# TO DO
Recast the entries, from the first line through the line containing "point(240, 125)", as a Markdown table with the columns Row and Line, numbering each line and leaving out blank lines.

# DATA IN THIS EXERCISE
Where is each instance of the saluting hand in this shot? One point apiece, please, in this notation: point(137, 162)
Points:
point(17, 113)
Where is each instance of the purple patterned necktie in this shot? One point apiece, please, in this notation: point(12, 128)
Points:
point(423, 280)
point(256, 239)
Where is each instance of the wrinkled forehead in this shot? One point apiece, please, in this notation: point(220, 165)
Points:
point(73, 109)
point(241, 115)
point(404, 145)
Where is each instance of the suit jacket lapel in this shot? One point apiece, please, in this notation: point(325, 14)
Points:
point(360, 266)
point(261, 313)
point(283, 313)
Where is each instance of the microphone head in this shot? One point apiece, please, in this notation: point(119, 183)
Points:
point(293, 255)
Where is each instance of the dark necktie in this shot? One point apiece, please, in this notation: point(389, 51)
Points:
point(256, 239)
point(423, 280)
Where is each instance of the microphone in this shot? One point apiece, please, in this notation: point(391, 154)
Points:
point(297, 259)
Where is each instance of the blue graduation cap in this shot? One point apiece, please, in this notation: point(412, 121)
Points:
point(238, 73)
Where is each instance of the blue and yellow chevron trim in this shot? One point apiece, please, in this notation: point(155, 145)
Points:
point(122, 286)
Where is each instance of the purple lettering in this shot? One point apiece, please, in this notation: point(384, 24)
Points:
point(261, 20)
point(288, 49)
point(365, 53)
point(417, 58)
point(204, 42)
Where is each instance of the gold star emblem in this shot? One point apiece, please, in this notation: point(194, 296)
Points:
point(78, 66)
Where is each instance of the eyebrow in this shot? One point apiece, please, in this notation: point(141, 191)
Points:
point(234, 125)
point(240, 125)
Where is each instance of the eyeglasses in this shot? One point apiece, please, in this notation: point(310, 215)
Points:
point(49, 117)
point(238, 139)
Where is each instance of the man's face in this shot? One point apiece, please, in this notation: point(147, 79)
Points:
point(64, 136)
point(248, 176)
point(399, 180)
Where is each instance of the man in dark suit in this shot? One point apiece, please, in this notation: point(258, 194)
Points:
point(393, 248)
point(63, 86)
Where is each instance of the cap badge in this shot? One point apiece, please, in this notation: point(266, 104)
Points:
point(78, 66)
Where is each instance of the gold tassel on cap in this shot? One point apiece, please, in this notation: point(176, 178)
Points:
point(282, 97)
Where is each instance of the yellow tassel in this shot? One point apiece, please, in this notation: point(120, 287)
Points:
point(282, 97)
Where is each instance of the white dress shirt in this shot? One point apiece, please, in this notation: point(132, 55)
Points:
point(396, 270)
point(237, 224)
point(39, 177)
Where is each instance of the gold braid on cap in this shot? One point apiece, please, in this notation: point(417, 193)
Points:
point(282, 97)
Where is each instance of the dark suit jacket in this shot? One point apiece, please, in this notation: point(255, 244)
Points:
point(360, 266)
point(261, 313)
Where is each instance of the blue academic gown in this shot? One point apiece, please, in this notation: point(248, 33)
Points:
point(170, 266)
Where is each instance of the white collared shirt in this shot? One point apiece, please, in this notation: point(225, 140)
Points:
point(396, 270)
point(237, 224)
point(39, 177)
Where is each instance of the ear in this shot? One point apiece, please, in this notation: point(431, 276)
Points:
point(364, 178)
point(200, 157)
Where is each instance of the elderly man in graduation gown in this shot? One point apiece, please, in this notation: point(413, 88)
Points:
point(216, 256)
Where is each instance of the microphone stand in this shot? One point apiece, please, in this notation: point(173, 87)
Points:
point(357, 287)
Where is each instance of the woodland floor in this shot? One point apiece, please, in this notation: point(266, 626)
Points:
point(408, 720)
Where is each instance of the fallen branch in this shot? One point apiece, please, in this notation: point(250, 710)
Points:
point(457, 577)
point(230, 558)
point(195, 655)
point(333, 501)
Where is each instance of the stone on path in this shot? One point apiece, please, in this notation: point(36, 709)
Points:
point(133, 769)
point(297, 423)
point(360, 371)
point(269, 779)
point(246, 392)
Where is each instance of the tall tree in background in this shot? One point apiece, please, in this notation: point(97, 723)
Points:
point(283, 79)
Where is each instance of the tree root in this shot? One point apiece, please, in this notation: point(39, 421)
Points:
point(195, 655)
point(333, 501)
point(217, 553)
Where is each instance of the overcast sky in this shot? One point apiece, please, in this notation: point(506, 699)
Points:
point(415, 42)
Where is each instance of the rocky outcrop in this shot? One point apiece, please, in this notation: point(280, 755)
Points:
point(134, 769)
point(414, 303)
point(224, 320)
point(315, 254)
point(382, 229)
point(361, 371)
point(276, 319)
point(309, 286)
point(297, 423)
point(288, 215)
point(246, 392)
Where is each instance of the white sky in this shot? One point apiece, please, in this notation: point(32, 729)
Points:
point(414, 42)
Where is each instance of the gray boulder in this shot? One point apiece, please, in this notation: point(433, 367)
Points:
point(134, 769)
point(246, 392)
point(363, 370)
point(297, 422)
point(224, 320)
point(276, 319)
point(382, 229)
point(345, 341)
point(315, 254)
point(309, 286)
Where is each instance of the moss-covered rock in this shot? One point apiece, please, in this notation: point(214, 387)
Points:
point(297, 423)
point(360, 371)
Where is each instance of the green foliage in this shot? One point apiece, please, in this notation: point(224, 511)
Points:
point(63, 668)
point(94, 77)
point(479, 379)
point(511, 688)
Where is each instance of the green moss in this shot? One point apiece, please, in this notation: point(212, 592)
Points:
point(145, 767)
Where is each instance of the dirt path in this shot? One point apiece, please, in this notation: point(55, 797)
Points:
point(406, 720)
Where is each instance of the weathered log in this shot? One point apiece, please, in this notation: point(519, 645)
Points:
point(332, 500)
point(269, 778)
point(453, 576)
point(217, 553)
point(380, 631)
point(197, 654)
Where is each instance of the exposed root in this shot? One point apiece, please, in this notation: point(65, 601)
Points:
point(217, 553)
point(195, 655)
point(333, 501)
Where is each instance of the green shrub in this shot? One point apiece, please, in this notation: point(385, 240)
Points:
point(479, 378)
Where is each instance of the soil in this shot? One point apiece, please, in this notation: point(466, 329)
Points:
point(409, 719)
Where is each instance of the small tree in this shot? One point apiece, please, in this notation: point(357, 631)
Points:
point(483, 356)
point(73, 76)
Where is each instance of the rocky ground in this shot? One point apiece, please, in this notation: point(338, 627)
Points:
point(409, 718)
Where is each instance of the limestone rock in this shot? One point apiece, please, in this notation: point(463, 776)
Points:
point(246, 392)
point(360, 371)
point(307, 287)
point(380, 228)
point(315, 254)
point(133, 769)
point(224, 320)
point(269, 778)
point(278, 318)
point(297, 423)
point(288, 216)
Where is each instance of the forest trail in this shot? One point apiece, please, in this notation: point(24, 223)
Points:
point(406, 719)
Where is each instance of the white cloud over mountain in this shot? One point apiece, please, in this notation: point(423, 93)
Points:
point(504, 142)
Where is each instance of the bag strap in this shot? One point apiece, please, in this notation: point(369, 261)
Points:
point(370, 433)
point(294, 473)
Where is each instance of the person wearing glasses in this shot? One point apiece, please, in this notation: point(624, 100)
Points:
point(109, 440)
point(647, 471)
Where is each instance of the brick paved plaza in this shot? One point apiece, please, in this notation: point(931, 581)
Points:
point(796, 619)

# ANSWER IN FULL
| Row | Line |
|---|---|
| 1 | Where is each instance of the saluting hand in this shot? One point apiece, please, in this notation: point(137, 162) |
| 2 | Points: |
| 3 | point(17, 113) |
| 4 | Where is each instance of the purple patterned necktie in this shot? One point apiece, please, in this notation: point(12, 128) |
| 5 | Points: |
| 6 | point(423, 280) |
| 7 | point(256, 239) |
| 8 | Where is each instance of the wrinkled forehead in this shot? One point apiece, please, in this notation: point(220, 165) |
| 9 | Points: |
| 10 | point(73, 109) |
| 11 | point(241, 115) |
| 12 | point(404, 145) |
| 13 | Where is each instance of the suit jacket lapel in this shot? One point apiece, please, in this notation: point(325, 14) |
| 14 | Points: |
| 15 | point(360, 266) |
| 16 | point(261, 313) |
| 17 | point(283, 313) |
| 18 | Where is each instance of the microphone head in this shot? One point apiece, please, in this notation: point(119, 183) |
| 19 | Points: |
| 20 | point(293, 255) |
| 21 | Where is each instance of the dark necktie in this shot? One point apiece, please, in this notation: point(389, 51) |
| 22 | Points: |
| 23 | point(256, 239) |
| 24 | point(423, 280) |
| 25 | Where is each instance of the microphone in this shot? One point apiece, please, in this notation: point(391, 154) |
| 26 | Points: |
| 27 | point(297, 259) |
| 28 | Where is each instance of the blue graduation cap in this shot? One point apiece, please, in this notation: point(412, 121) |
| 29 | Points: |
| 30 | point(238, 73) |
| 31 | Where is each instance of the blue and yellow chevron trim in this shot? One point apiece, please, in this notation: point(155, 145) |
| 32 | Points: |
| 33 | point(122, 286) |
| 34 | Where is each instance of the purple lettering in this shot? One point apiece, please, in this notation: point(384, 24) |
| 35 | Points: |
| 36 | point(261, 20) |
| 37 | point(288, 49) |
| 38 | point(365, 53) |
| 39 | point(417, 58) |
| 40 | point(204, 42) |
| 41 | Where is each instance of the gold star emblem in this shot? One point apiece, please, in this notation: point(194, 296) |
| 42 | Points: |
| 43 | point(78, 66) |
| 44 | Where is each instance of the eyebrow in this shot? One point apiece, please, in this notation: point(141, 191) |
| 45 | Points: |
| 46 | point(234, 125) |
| 47 | point(240, 125) |